### TASK MATERIAL:

===

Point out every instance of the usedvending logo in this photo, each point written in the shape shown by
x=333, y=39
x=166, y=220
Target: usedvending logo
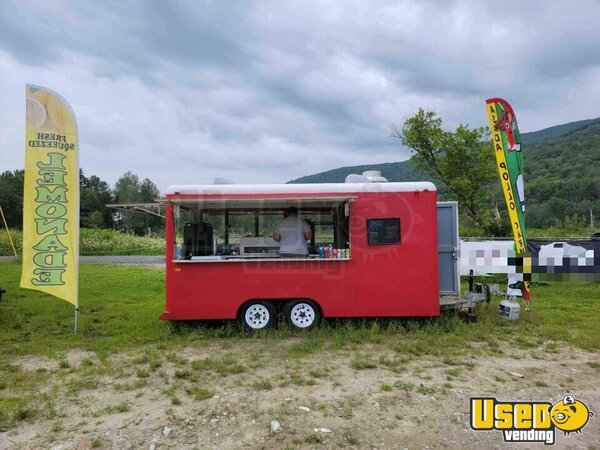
x=529, y=421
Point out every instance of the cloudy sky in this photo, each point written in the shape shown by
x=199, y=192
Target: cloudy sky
x=267, y=91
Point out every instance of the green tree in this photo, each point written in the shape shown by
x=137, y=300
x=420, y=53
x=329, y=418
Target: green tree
x=462, y=161
x=11, y=197
x=129, y=189
x=95, y=194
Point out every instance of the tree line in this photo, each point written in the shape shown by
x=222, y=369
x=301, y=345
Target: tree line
x=95, y=194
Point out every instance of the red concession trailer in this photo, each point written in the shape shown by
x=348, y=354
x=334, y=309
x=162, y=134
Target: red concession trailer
x=222, y=263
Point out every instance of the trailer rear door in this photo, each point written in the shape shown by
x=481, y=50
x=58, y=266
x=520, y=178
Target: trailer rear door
x=447, y=215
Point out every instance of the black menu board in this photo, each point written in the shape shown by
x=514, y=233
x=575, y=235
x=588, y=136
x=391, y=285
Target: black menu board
x=383, y=231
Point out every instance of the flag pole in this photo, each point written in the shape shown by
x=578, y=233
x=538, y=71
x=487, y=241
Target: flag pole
x=8, y=232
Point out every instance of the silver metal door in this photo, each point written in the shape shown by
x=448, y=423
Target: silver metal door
x=447, y=214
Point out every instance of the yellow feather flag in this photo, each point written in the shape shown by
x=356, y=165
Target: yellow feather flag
x=51, y=197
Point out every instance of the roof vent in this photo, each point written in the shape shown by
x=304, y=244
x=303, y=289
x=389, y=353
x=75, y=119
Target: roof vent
x=368, y=176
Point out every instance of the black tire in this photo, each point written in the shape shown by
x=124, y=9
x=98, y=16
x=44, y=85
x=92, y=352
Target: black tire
x=302, y=314
x=258, y=315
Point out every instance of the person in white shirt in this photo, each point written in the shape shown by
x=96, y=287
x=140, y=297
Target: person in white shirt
x=292, y=234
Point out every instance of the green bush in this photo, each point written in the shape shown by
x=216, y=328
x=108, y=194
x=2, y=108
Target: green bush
x=95, y=242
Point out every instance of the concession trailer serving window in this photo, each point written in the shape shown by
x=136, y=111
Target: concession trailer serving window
x=243, y=228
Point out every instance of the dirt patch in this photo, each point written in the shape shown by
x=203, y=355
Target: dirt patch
x=227, y=394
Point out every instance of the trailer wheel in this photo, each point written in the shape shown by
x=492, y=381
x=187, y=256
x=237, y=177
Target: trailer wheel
x=302, y=314
x=257, y=315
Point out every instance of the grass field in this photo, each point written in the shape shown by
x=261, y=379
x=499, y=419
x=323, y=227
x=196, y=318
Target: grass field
x=131, y=351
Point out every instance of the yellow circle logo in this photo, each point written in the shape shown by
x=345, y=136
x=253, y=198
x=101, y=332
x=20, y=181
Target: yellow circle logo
x=570, y=415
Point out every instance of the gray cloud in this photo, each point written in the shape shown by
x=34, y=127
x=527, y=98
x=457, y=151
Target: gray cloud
x=267, y=91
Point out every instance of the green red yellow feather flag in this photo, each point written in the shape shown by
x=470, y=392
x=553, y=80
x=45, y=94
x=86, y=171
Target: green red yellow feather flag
x=508, y=149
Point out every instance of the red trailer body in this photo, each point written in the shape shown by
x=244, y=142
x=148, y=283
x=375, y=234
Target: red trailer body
x=384, y=275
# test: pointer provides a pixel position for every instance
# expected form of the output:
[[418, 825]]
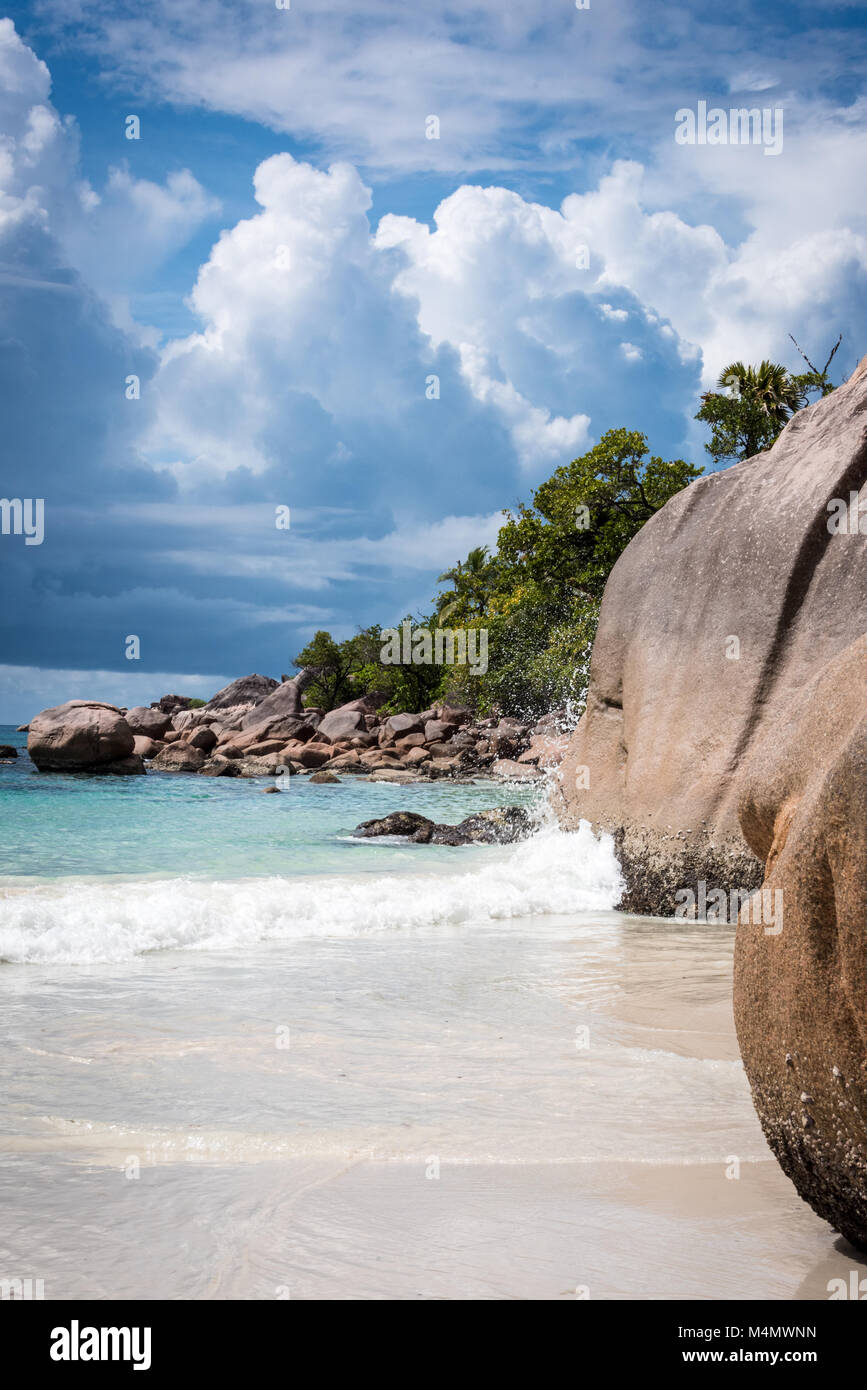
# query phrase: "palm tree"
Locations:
[[470, 580], [769, 387]]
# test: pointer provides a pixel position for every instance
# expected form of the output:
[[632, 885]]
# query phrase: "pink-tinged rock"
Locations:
[[407, 741], [414, 756], [311, 755], [203, 738], [400, 724], [506, 767], [149, 723], [439, 730], [146, 747], [81, 736], [546, 749], [179, 758], [341, 723], [455, 713]]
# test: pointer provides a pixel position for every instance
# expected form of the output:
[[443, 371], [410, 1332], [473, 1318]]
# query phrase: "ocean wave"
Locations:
[[74, 922]]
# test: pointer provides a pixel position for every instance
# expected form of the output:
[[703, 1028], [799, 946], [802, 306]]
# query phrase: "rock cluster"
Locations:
[[499, 826], [84, 736], [725, 747], [260, 727]]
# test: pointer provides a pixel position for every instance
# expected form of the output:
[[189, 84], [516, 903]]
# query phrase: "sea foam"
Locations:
[[78, 922]]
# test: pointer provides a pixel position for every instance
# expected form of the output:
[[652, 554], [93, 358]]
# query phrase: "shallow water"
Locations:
[[381, 1070]]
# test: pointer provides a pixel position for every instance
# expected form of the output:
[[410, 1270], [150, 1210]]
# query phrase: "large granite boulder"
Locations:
[[246, 690], [82, 736], [179, 758], [147, 722], [342, 723], [725, 745], [801, 959], [725, 603], [285, 701]]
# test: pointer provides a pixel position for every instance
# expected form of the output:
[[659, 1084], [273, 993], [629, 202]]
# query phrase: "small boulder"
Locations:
[[146, 747], [514, 772], [402, 724], [313, 755], [203, 738], [439, 730], [147, 723], [218, 766], [341, 723], [399, 823], [179, 758], [81, 736], [416, 756]]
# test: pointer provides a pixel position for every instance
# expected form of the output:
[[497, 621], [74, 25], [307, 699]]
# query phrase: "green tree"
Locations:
[[585, 514], [335, 663], [757, 402], [473, 581]]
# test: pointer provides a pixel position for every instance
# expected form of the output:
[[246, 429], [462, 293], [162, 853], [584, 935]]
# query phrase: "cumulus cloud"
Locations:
[[411, 375]]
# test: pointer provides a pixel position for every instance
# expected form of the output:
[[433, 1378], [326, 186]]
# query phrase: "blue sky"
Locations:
[[285, 259]]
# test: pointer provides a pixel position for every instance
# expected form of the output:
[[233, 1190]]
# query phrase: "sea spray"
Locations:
[[79, 922]]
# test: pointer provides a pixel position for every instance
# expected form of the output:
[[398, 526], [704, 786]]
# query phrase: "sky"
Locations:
[[386, 266]]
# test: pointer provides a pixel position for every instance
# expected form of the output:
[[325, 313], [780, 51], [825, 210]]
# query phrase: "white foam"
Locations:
[[77, 922]]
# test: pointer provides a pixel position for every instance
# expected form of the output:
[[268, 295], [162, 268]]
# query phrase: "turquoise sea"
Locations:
[[249, 1057]]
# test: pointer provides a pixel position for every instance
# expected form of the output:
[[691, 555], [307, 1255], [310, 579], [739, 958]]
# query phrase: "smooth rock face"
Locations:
[[81, 736], [725, 740], [149, 723], [203, 737], [179, 758], [801, 969], [719, 612], [502, 824], [342, 723], [282, 701], [402, 724], [146, 747], [246, 690]]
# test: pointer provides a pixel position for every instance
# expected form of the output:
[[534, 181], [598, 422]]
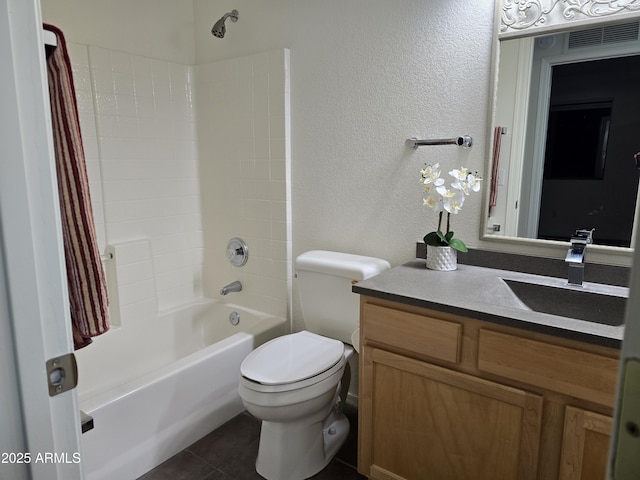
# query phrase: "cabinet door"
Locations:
[[421, 421], [585, 445]]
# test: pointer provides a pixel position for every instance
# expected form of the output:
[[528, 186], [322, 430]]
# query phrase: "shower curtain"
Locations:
[[85, 276]]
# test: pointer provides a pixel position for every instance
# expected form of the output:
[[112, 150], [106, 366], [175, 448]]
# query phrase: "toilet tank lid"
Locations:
[[356, 267]]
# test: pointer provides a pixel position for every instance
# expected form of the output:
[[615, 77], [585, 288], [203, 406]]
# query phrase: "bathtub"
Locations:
[[152, 399]]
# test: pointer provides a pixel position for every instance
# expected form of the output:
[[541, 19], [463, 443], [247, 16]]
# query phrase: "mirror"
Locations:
[[566, 123]]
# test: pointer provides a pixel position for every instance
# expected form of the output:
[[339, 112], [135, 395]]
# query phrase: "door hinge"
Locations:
[[62, 374]]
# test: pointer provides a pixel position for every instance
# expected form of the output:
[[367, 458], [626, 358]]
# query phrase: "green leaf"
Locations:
[[433, 239], [458, 245]]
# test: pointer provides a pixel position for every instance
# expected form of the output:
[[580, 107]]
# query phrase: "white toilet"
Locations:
[[297, 384]]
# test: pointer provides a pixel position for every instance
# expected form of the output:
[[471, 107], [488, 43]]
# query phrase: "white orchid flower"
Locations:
[[454, 204], [462, 186], [474, 183], [433, 201], [460, 174], [431, 174]]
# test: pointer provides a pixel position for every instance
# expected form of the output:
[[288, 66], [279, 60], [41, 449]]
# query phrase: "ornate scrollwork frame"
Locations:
[[526, 17]]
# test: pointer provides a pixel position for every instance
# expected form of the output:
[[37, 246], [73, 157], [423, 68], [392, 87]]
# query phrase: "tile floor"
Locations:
[[229, 453]]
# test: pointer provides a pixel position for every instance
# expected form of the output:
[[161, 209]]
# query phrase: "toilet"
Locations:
[[297, 384]]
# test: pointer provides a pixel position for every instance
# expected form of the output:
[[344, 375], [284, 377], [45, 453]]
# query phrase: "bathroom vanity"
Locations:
[[462, 381]]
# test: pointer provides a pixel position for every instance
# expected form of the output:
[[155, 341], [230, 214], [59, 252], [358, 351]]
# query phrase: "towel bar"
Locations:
[[464, 141]]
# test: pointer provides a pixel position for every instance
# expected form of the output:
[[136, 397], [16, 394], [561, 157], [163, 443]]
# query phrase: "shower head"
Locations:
[[219, 29]]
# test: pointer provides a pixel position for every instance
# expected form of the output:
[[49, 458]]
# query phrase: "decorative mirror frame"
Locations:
[[526, 18], [533, 17]]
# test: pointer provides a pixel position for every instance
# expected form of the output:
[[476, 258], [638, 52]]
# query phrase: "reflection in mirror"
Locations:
[[569, 108]]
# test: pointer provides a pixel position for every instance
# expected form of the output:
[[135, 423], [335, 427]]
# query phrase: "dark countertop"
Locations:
[[480, 293]]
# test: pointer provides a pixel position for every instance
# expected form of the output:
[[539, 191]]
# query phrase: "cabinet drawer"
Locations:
[[562, 369], [421, 334]]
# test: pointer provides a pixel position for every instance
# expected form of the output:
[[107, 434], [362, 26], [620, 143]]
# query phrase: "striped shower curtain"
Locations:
[[85, 275]]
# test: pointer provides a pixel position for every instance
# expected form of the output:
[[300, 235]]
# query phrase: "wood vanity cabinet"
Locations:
[[448, 398]]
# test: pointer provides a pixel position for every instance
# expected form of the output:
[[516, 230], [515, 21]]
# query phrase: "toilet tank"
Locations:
[[329, 307]]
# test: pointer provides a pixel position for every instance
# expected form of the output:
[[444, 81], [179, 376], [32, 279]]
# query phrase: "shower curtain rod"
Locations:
[[49, 38]]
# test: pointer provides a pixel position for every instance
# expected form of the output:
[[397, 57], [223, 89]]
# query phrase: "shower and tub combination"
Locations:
[[151, 399], [190, 391]]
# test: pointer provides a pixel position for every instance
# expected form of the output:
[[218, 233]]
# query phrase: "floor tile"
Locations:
[[229, 453]]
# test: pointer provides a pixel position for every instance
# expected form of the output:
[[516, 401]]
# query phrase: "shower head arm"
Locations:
[[233, 15]]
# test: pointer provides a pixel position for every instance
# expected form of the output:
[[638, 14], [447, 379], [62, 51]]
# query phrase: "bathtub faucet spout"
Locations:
[[232, 287]]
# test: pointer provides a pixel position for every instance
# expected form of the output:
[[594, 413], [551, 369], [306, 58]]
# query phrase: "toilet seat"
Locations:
[[292, 361]]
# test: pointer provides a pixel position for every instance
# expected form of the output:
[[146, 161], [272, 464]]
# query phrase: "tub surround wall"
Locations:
[[137, 120], [243, 125]]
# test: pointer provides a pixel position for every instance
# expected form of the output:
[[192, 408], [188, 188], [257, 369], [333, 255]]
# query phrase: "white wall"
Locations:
[[365, 75], [161, 29]]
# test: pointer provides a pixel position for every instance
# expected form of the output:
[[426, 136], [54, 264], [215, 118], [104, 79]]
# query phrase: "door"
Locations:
[[33, 291]]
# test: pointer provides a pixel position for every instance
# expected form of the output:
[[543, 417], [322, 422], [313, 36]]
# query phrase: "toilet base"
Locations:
[[299, 450]]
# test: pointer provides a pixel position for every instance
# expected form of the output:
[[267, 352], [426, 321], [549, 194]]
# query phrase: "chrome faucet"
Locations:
[[575, 256], [232, 287]]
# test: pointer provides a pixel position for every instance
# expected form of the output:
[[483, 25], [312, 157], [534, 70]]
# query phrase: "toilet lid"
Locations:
[[292, 358]]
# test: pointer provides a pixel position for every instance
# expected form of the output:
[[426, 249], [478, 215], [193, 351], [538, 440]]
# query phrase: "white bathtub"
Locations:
[[151, 400]]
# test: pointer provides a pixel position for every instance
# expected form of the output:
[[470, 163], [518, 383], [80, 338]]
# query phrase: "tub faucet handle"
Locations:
[[232, 287]]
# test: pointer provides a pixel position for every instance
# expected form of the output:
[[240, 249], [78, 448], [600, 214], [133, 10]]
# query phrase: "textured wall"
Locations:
[[366, 75]]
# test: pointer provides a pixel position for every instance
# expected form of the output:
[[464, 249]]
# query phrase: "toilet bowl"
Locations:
[[297, 384], [300, 403]]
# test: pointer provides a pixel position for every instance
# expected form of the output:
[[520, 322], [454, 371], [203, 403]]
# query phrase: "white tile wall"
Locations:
[[138, 129], [138, 118]]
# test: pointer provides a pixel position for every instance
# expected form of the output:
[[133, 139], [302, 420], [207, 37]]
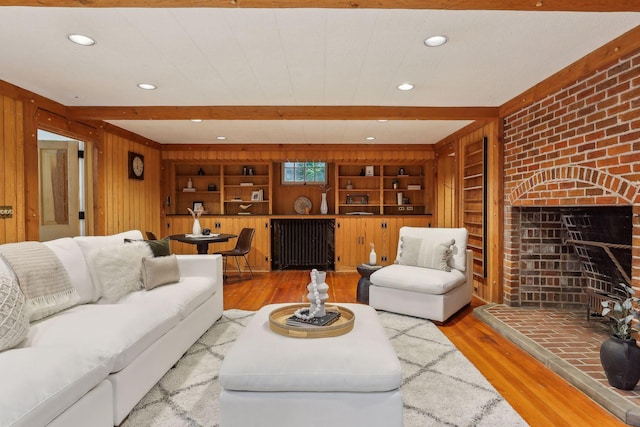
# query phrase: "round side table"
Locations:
[[365, 270]]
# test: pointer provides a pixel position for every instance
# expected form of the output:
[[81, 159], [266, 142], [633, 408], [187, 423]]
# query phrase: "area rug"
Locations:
[[440, 386]]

===

Count the lines in the items above that contain the string "window", and reply with that number alone.

### ANSWER TO THE TASK:
2